Written exercise A:
The essay on Descartes below calls it dangerous to base an entire worldview on what one can perceive. In one to three sentences, explain why it says so.
Written exercise B:
Quote the essay on Descartes from "For who is to" to "of real answers.".
Written exercise C:
In the essay on Descartes, which character from the Matrix explains that humans destroy nature and each other with unmatched ferocity, and to whom?

Provided text:
* * *

I will suppose, then, not that Deity, who is sovereignly good and the fountain of truth, but that some malignant demon, who is at once exceedingly potent and deceitful, has employed all his artifice to deceive me; I will suppose that the sky, the air, the earth, colors, figures, sounds, and all external things, are nothing better than the illusions of dreams, by means of which this being has laid snares for my credulity.

If we are operating under the assumption that from good stems creation and life, and from evil stems destruction, then to assume that evil has laid a snare through the creation itself is erroneous. The Biblical worldview would contend that evil exists within what was once a perfect world, because mankind gave it a foot-hold. If you recall the Matrix, Agent Smith explains this to Morpheus - that of all living creatures, humans are the only ones who destroy nature and each other with such ferocity. It is we who are flawed, not God's plan.

Descartes was right to challenge his own perceptions. However, he mistakenly in uttered his now famous phrase "I think, therefore I am." If you readily acknowledge that you are from time to time decieved, then basing your entire worldview on that which you can percieve is a dangerous assumption.

For who is to say that you are right? What if another should think differently? This line of reasoning lends itself to pluralsim and situational ethics. It is only through seeking the guidance of Deity as the Northern star that we can gain our bearing. Christ came to be that guiding light, that we would not live our lives mired in confusion. So, while it's good to ask tough questions, we must do so in genuine pursuit of real answers.

Far too often, philosophers get caught up in circular reasoning, and use their confounded lack of conclusions as a basis for writing off the existence of God. Explanations for the entire universe come not from within our own finite minds, but from a higher intelligence. I like to think of it this way: We are all figments of God's imagination, not the other way around. In short, do not be afraid to wonder, because if you are truely looking for God, he will find you.

* * *

Dataset extract:
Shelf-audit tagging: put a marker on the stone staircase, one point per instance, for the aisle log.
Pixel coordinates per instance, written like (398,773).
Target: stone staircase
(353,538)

* * *

Complete response A:
The essay says it is dangerous because a person readily admits to being deceived from time to time. If perception can deceive, a worldview built only on what one perceives rests on an unreliable foundation.

Complete response B:
For who is to say that you are right? What if another should think differently? This line of reasoning lends itself to pluralsim and situational ethics. It is only through seeking the guidance of Deity as the Northern star that we can gain our bearing. Christ came to be that guiding light, that we would not live our lives mired in confusion. So, while it's good to ask tough questions, we must do so in genuine pursuit of real answers.

Complete response C:
Agent Smith explains it to Morpheus.